» **DO THIS**
Output the following lines exactly as they appear, changing nothing.
-*-
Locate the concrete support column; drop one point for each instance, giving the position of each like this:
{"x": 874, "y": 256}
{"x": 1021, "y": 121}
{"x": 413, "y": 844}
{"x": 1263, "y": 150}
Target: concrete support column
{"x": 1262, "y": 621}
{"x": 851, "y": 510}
-*-
» **EXPECTED ANSWER**
Locate the concrete support column; drop one point for each instance, giving the position of each like this:
{"x": 874, "y": 256}
{"x": 1021, "y": 121}
{"x": 413, "y": 844}
{"x": 1263, "y": 150}
Target: concrete support column
{"x": 1262, "y": 621}
{"x": 851, "y": 510}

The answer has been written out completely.